- [PROMPT]
The reply should return the data in full, exactly as written.

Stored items
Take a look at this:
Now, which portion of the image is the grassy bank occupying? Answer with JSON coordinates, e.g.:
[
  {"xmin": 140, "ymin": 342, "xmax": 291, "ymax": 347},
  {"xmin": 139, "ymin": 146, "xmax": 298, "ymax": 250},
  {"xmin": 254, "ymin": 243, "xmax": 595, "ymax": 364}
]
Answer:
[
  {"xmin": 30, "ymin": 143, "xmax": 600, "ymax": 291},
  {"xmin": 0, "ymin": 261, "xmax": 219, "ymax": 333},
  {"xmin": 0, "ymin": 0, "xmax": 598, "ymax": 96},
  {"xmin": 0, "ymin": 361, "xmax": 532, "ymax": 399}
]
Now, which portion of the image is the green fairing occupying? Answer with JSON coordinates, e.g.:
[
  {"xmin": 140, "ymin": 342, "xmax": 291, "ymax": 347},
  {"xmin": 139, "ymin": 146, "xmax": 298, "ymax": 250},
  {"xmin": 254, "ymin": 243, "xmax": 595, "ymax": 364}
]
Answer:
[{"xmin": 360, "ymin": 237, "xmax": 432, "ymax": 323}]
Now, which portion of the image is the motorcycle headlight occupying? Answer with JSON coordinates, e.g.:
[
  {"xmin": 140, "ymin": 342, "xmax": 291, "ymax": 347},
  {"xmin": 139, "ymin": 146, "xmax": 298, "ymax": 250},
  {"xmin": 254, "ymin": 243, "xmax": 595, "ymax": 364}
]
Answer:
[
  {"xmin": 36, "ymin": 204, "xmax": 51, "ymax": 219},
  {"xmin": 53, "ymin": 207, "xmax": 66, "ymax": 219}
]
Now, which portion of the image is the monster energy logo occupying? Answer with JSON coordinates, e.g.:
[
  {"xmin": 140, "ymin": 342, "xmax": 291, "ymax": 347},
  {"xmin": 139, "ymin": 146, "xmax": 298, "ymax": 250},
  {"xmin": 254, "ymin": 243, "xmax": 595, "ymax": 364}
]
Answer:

- [ANSWER BOX]
Take a look at this:
Now, which portion of the image is the grassy bank occupying? Answer with JSON coordinates, e.g.:
[
  {"xmin": 140, "ymin": 342, "xmax": 291, "ymax": 347},
  {"xmin": 139, "ymin": 146, "xmax": 298, "ymax": 250},
  {"xmin": 254, "ymin": 243, "xmax": 595, "ymax": 364}
]
Answer:
[
  {"xmin": 30, "ymin": 143, "xmax": 600, "ymax": 291},
  {"xmin": 0, "ymin": 261, "xmax": 219, "ymax": 333},
  {"xmin": 0, "ymin": 0, "xmax": 598, "ymax": 96},
  {"xmin": 0, "ymin": 361, "xmax": 532, "ymax": 399}
]
Now, which portion of the image is the green fairing occupying? Answer with JSON coordinates, e.g.:
[
  {"xmin": 140, "ymin": 342, "xmax": 291, "ymax": 347},
  {"xmin": 139, "ymin": 146, "xmax": 298, "ymax": 250},
  {"xmin": 254, "ymin": 243, "xmax": 595, "ymax": 364}
]
Answer:
[{"xmin": 360, "ymin": 237, "xmax": 432, "ymax": 323}]
Now, which portion of the image is the motorcycle headlight occupying? Answer with JSON coordinates, e.g.:
[
  {"xmin": 140, "ymin": 342, "xmax": 291, "ymax": 347},
  {"xmin": 139, "ymin": 146, "xmax": 298, "ymax": 250},
  {"xmin": 254, "ymin": 243, "xmax": 595, "ymax": 364}
]
Answer:
[
  {"xmin": 36, "ymin": 204, "xmax": 51, "ymax": 219},
  {"xmin": 53, "ymin": 207, "xmax": 66, "ymax": 219}
]
Now, which portion of the image is the monster energy logo occupying? Answer with JSON coordinates, e.g.:
[
  {"xmin": 140, "ymin": 342, "xmax": 291, "ymax": 347},
  {"xmin": 139, "ymin": 146, "xmax": 298, "ymax": 250},
  {"xmin": 254, "ymin": 243, "xmax": 595, "ymax": 364}
]
Answer:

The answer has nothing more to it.